# U.S. Senate votes to stop production of F-22 jet.



## DerAdlerIstGelandet (Jul 21, 2009)

> *U.S. Senate votes to stop production of F-22 jet*
> 
> By Andy Sullivan Andy Sullivan – 47 mins ago
> 
> ...



U.S. Senate votes to stop production of F-22 jet - Yahoo! News


----------



## Amsel (Jul 21, 2009)

Well we saved a billion dollars which is a drop in the bucket to what our weekly spending is. After the Iran war is done with I guess we will be able to see if there is a need for the F-22.


----------



## Glider (Jul 21, 2009)

What I am waiting for is a decision to put the A10 back into production. They are ideal for this type of combat and a cheap to build.


----------



## FLYBOYJ (Jul 21, 2009)

This is one decision I actually agree with - we're only talking 6 additional aircraft in the current budget. I think in the end we're going to find the F-35 a lot more capable than first advertised.


----------



## lesofprimus (Jul 21, 2009)

> Critics point out that each hour of flight time requires 30 hours of maintenance and say the plane is a relic of Cold War military strategy.


Relic of the Cold War????

Havent any of these people been informed that within the next 10 years we'll be at War in the Pacific???

### STORED DATA

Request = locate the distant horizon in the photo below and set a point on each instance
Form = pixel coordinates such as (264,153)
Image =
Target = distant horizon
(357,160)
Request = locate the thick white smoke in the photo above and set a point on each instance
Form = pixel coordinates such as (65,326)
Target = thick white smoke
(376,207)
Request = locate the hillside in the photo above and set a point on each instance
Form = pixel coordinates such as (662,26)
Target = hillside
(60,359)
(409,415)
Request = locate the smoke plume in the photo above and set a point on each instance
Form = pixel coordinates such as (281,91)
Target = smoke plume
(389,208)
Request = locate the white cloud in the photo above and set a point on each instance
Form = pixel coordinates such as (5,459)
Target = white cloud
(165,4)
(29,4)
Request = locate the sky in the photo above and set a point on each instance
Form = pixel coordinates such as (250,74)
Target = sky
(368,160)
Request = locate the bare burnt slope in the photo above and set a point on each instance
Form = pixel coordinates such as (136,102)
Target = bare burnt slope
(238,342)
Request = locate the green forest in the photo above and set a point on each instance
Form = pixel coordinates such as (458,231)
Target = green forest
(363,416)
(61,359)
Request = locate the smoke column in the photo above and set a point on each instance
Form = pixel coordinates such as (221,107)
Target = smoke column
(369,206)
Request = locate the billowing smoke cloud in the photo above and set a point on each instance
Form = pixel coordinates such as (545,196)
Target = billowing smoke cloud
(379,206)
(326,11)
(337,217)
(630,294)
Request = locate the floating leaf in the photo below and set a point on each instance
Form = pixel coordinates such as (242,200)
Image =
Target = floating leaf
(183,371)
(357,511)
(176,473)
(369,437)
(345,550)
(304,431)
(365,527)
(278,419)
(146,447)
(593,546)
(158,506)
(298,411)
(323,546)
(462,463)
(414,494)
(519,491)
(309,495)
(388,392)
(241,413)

### STATED TASK 1
Reproduce the part of the F-22 thread starting with "Well we saved" and going on through "Glider (Jul 21, 2009)".
### STATED TASK 2
List the usernames of everyone who posted in the F-22 thread.
The entries are separate material and have nothing to do with the F-22 thread.

### FULL OUTPUT 1
Well we saved a billion dollars which is a drop in the bucket to what our weekly spending is. After the Iran war is done with I guess we will be able to see if there is a need for the F-22.


----------



## Glider (Jul 21, 2009)

### FULL OUTPUT 2
DerAdlerIstGelandet
Amsel
Glider
FLYBOYJ
lesofprimus